→ **TEXT SEGMENT**

==================================================

A: They don't know what to make of me. I'm different in different situations. I just went in to meet with a director to play a sophisticated-type person. I wore the suit, the tie, my hair was just right. He didn't have to use much of his imagination. He spent most of his time on a cellular phone. It's like, "Wait a minute, you agreed to take this time with me. Let's take it."

Q: Someone said that you're not big on testing or reading for roles.

A: Depends. If Tom Cruise had passed on A Few Good Men, an actor would have had to be crazy to tell Rob Reiner, "Forget reading for you, you should just judge from my work." For other projects, like if the guy is a complete schmuck who's never done anything before and says, "I want you to come in and read," I might go, "Well, fuck you, I want you to come in and show me how you direct." Then, of course, it could turn out to be a brilliant project and I'd feel like a schmuck. But, hey, you take that chance, roll the dice.

Q: So how does it sit with you that, in the minds of most studio heads, there's Tom Cruise and then there's the rest of you?

A: I guess you have to be bankable, but I really don't feel like that has ever been a major factor for me. The films I have received the most notoriety from are little movies that might not do very well at the box office, but, over time, they collect a certain amount of respectability. Certain things Tom Cruise has passed on I think are brilliant. I mean, Untamed Heart is Tom Sierchio's first script, and there is really good material out there.

Q: And lots of not so good material, like Kuffs and Mobsters. Who advises you, anyway?

A: My mother for one. My agent. But I can't point the finger and blame anybody else. Those movies were completely my choice.

Q: Then how about completing the sentence, "I wish someone had told me before I made Kuffs that..."?

A: [Laughing] To be quite honest, a lot of people did tell me that this was not a good movie, not the right thing for me to do. My agent did exactly like I told him I wanted: let's go from Robin Hood to Mobsters to Kuffs, one right after the other.

Q: What did you see in it?

A: I really loved the idea of talking to the camera. I thought, "This is an interesting character we can take a trip with and watch grow up." Which is something that I've had to do. I knew that the script was incredibly weak. I wanted to try and make it into something else. But there were so many other factors involved that were so beyond my control, that I really just had to... I mean, even the poster where I was there with the gun... you know, these different little things they do to try and get a hook to sell it. I should've just been hooked off the stage.

Q: And Mobsters?

A: When I saw it, I was like, "Well, it's sure not The Godfather, is it?" I mean, it was just a gangster movie, not any of these things that we were led to believe it was going to be. I don't think it's so embarrassing I have to bury my head like an ostrich, you know? One of the things that I come away with from Untamed Heart is that I can have it in my library and look back in maybe 20 years, you know, and go, "Jeez, I'm really proud I did that movie." I guarantee you Kuffs and Mobsters will not be in my library.

==================================================

→ **SUPPLIED DATA**
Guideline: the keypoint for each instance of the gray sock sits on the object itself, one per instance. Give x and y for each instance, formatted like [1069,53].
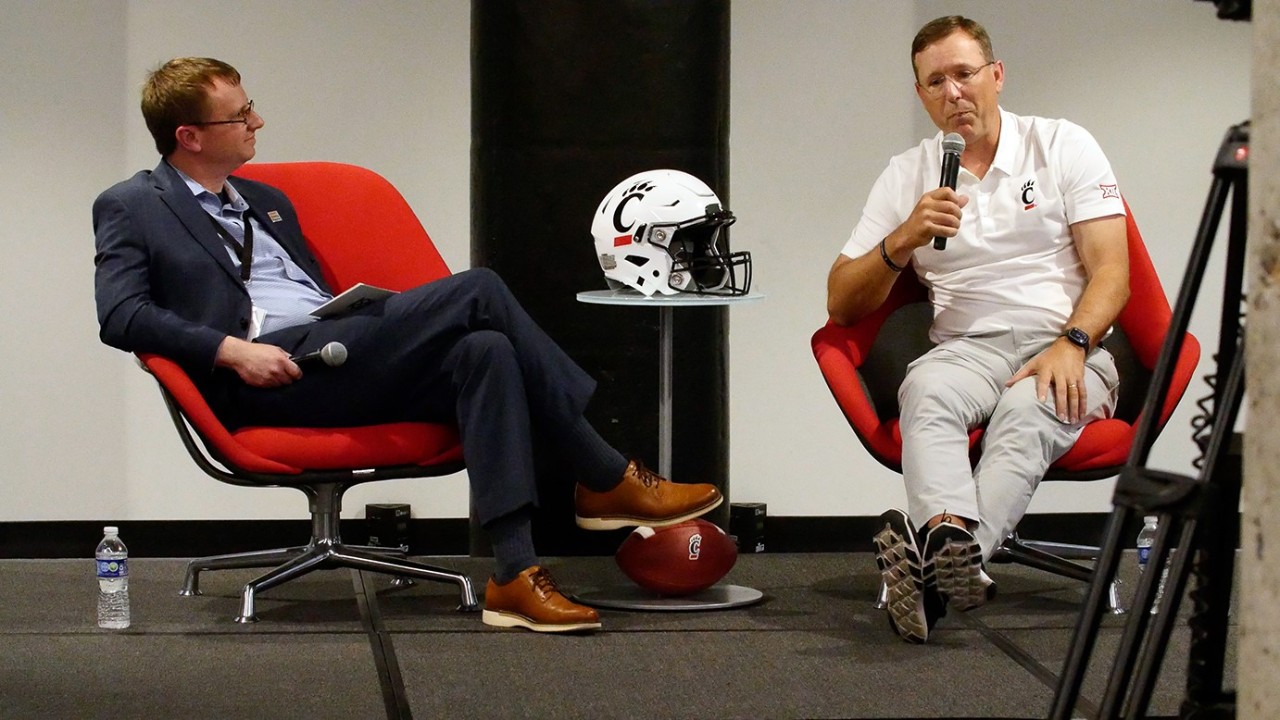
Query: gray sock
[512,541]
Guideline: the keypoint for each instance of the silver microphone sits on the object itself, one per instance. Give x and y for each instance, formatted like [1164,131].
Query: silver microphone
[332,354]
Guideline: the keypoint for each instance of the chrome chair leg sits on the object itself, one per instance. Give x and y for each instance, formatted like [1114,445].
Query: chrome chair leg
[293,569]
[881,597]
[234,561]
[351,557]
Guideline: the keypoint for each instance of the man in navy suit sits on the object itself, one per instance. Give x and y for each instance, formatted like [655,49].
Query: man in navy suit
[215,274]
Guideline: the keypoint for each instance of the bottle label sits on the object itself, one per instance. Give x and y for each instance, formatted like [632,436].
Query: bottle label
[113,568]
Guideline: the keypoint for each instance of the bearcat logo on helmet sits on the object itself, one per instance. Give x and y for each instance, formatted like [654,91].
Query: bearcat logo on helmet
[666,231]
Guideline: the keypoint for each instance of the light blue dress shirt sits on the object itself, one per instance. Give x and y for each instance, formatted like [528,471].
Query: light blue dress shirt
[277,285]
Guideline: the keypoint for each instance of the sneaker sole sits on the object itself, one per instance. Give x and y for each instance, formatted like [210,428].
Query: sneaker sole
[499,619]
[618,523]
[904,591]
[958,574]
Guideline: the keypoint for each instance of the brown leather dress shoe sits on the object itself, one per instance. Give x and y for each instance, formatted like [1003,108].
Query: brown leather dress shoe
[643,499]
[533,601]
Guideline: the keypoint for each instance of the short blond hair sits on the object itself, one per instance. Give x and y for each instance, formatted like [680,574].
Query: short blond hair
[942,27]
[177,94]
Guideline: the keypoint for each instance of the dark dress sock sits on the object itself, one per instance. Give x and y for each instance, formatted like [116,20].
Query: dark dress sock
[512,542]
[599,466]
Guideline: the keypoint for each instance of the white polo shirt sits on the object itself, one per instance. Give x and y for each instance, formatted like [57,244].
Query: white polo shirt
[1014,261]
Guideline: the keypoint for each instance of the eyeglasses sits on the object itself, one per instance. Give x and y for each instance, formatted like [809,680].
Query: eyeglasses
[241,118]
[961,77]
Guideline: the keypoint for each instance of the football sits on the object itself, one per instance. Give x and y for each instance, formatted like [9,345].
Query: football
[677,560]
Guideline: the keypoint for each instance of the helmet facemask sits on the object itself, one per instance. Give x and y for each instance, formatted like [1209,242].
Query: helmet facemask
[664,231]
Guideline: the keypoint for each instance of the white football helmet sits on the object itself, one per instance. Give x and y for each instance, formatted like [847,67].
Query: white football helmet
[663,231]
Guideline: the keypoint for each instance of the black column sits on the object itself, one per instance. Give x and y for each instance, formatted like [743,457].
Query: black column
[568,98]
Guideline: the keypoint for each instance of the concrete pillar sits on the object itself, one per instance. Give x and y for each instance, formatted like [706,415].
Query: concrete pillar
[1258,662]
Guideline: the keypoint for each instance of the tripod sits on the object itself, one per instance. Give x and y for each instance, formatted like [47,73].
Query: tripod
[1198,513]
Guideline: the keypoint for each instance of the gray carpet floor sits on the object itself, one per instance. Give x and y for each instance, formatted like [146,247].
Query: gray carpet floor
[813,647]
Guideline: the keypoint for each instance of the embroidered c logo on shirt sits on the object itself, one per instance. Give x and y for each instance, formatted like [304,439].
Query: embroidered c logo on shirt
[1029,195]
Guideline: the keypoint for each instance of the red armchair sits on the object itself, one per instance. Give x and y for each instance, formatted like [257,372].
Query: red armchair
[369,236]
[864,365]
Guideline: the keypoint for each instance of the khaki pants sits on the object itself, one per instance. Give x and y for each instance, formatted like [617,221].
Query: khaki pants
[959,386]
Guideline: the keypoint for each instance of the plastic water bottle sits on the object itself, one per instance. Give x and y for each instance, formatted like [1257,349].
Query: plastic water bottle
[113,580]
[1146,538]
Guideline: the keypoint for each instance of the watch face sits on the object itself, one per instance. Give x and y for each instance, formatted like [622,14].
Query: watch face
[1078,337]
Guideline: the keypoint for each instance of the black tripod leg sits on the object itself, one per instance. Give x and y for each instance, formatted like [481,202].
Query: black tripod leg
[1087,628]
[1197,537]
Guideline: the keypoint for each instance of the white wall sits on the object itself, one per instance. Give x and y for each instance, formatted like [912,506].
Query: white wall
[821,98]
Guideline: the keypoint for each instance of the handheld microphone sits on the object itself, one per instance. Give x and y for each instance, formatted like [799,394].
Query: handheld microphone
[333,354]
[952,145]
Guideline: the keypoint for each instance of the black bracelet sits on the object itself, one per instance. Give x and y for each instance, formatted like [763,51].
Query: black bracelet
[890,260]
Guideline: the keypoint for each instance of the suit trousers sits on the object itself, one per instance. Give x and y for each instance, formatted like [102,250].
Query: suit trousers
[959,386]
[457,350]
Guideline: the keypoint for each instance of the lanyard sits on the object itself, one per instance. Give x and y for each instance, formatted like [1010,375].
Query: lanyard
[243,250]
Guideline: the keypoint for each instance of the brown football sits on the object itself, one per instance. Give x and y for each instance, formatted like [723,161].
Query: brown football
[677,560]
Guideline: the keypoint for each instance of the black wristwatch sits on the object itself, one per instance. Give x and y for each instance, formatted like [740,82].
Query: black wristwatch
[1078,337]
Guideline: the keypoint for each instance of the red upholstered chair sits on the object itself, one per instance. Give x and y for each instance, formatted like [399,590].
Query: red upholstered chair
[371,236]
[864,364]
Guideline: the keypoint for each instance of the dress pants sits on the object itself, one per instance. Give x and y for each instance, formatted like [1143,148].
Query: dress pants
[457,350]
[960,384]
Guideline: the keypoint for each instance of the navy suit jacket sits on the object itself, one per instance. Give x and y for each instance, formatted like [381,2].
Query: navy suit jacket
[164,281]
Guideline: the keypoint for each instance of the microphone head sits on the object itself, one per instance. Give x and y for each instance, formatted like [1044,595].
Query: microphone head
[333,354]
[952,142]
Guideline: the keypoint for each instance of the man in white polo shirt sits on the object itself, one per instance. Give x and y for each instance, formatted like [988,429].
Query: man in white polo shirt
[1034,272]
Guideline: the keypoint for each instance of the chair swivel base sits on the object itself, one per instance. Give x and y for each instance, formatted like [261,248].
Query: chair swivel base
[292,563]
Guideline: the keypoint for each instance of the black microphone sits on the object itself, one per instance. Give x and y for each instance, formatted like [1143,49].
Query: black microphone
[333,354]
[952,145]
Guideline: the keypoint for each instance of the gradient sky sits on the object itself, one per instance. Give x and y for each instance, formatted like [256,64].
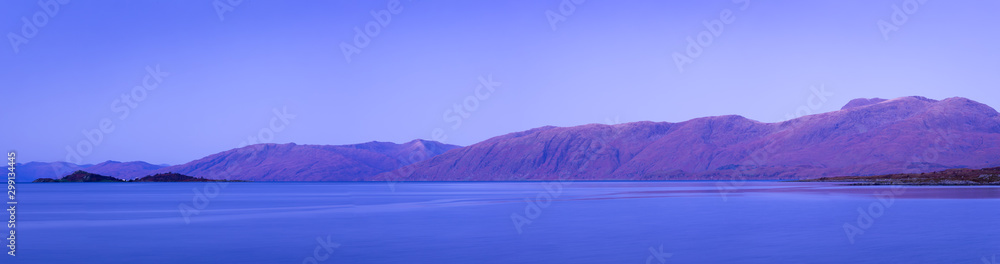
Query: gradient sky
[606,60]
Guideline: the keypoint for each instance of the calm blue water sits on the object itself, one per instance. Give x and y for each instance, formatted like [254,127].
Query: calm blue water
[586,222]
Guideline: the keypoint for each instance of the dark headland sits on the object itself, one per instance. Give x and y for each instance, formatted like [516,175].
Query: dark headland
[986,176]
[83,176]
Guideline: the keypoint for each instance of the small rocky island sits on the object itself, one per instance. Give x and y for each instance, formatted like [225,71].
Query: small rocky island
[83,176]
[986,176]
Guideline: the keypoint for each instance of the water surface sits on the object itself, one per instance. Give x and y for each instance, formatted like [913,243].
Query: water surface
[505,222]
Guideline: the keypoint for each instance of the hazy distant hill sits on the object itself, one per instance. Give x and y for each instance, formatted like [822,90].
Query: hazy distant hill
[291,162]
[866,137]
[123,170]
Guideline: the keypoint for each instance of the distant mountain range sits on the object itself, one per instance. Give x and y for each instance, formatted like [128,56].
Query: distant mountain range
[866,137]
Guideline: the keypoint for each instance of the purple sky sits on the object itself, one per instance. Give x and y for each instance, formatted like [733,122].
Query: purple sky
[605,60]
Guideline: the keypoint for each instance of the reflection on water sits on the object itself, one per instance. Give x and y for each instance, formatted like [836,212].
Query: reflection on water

==================================================

→ **REQUIREMENTS**
A) In the interview, whose first script does the actor say Untamed Heart is?
B) Pick up the interview about the actor's film choices after its last line and carry it on.

→ **OUTPUTS**
A) Tom Sierchio's.

B)
Q: How do you deal with career disappointments?

A: In my own way: I get the video and smash it.

Q: Does True Romance shape up as a keeper or a smasher?

A: It's an incredible cast, a great director, Tony Scott, and one of the best scripts I've read because it's insane. Right up that alley that I love.

Q: Which alley is that?

A: To describe it is really tough. My character, Clarence Worley, is this guy whose big obsessions are Sonny Chiba movies and Elvis Presley. He meets and falls madly in love with this girl who tells him about her past and turns out to be a prostitute. He's a weird guy who seeks advice from imaginary people, namely from Elvis Presley. And Val Kilmer plays Elvis and he's great. It's just an insane movie that builds from an out-there premise and gets completely outrageous.

Q: Outrageous? Or outrageous and good?

A: I haven't seen the movie.

Q: Do you see this as another step toward crossing you over from teen fave to adulthood?

A: It's a tricky question. I am concerned that the work that I am doing is appreciated by people who've followed me, because I'm not completely doing this work just for me. I wanted to be an actor because I want to perform for people. So, if the teen thing all went away, it might be a little bit depressing. But I think that the fans I've had through the years are growing up. Fortunately, I think I am too. Hopefully, we can all grow up together and just have one big party in the end where I can meet everybody.

Q: A friend of mine says that when she makes a movie, everybody becomes one big, dysfunctional family by the end of the shoot.

A: With each experience, it's different. True Romance felt like a dysfunctional family. I think it has a lot to do with the script and the character I'm playing. Maybe I tend to sometimes get into it maybe a little bit too much. I have blinders on to the outside world while I'm working. And I do everything I possibly can for the movie. If it's a movie that's a bit darker and heavier, then I tend to get darker and heavier. I lose sight of anything else around me. I'm a bit more selfish in my personal life.

Q: I'm wondering about some of the roles you've passed on or that passed on you.

A: I try not to even think about it. Edward Scissorhands wasn't a movie that I could have gotten, or was even considered for, but you see that type of movie and it's like, "Wow, that would've been an interesting role to do." Or young Indiana Jones would have been a kick in the pants, the greatest. I remember I went in for Say Anything. . . , but I had a different interpretation than the director. I wasn't in a simple frame of mind then. Anyway, John Cusack nailed it perfectly.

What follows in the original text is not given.